[DOCUMENT TEXT — start]

Victims of the violence committed by the Russian military against Ukrainian children will begin to testify en masse when they see that the perpetrators are punished, and Ukraine relies on the world's help in establishing justice in this matter. This was stated by First Lady Olena Zelenska in an interview with CBS during her visit to the United States.
The President's wife, in particular, emphasized that Russian crimes against Ukrainian children are deliberate intimidation.
"There are so many of them that these cannot be isolated cases, this is deliberate intimidation. When you tell the world that our Prosecutor General's Office is investigating 231 cases of sexual violence committed by the Russian military, that there are 13 children among the victims: 12 girls and one boy, and that the youngest victim was only 4 years old, you see sheer horror in the eyes of the audience. But this is not enough. There must be punishment. Victims will not start testifying en masse until they see that there is justice," the First Lady said.
She spoke about more than 19,000 children abducted by Russia (these are only those who are known for certain) and how Ukraine is forced to turn to free nations to speed up their return.
Olena Zelenska also emphasized the importance of psychological rehabilitation of Ukrainians after what they experienced during the war and spoke about the All-Ukrainian Mental Health Program.
"We have a huge need for psychologists and psychotherapists. At the same time, Ukrainian doctors gain such powerful experience in extremely difficult conditions that they can share it themselves. The international best practices we borrowed from our partners had to be improved to the point where the program became unique. And now our specialists will be able to share their unique experience," the President's wife said.

[DOCUMENT TEXT — finish]

- **TASK INSTRUCTIONS**
A – Answer from the Zelenska interview text:
(i) How many cases of sexual violence by the Russian military is the Prosecutor General's Office investigating?
(ii) How many children abducted by Russia did she speak about?
(iii) Which program did she mention in connection with psychological rehabilitation?
B – Retype the stretch of the Zelenska interview text from "Victims of the" through "are deliberate intimidation.".

[RECORDED DATA — start]

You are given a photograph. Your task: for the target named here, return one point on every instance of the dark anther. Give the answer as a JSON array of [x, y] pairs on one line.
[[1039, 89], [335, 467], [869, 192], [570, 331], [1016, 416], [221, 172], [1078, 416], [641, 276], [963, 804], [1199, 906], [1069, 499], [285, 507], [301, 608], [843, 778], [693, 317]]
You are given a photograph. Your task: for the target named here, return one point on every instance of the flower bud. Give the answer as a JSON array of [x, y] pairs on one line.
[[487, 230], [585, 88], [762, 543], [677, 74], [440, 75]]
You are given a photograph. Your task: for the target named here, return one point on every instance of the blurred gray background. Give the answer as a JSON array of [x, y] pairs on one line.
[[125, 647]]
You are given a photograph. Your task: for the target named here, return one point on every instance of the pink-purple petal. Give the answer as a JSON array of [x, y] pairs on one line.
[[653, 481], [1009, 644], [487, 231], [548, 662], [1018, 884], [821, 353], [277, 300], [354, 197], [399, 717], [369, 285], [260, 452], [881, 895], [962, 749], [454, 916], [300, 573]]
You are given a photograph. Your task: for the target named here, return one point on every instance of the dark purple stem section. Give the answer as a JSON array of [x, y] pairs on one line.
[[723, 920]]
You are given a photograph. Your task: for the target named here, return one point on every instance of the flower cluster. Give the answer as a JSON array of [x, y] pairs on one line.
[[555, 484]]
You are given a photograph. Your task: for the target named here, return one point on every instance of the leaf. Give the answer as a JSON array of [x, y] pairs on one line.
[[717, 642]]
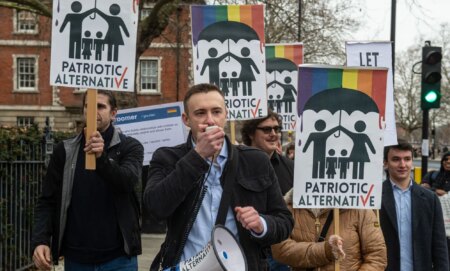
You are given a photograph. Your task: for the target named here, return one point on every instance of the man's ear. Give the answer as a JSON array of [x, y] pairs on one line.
[[113, 114], [384, 164], [185, 119]]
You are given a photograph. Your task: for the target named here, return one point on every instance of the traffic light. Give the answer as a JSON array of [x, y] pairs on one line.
[[431, 77]]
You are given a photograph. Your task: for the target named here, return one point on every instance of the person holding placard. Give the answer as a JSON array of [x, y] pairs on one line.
[[411, 217], [209, 181], [313, 245], [265, 134], [91, 217]]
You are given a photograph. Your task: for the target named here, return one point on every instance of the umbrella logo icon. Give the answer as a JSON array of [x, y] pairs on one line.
[[351, 108]]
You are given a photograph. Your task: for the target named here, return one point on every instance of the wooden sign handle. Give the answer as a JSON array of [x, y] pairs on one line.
[[91, 124], [336, 231], [233, 131]]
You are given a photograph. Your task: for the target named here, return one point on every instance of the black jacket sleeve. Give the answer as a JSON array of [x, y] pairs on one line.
[[123, 168], [172, 175], [46, 210]]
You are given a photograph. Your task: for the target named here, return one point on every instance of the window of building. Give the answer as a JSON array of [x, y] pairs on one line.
[[25, 121], [145, 12], [25, 22], [149, 75], [26, 73]]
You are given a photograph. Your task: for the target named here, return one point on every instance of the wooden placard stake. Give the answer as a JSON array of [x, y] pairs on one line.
[[336, 231], [91, 124], [233, 131]]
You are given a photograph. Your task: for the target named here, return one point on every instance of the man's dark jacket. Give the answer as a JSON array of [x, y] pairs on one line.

[RECORDED DATA — finish]

- **ANSWERS FOR EACH ITEM**
A –
(i) 231
(ii) More than 19,000
(iii) The All-Ukrainian Mental Health Program

B –
Victims of the violence committed by the Russian military against Ukrainian children will begin to testify en masse when they see that the perpetrators are punished, and Ukraine relies on the world's help in establishing justice in this matter. This was stated by First Lady Olena Zelenska in an interview with CBS during her visit to the United States.
The President's wife, in particular, emphasized that Russian crimes against Ukrainian children are deliberate intimidation.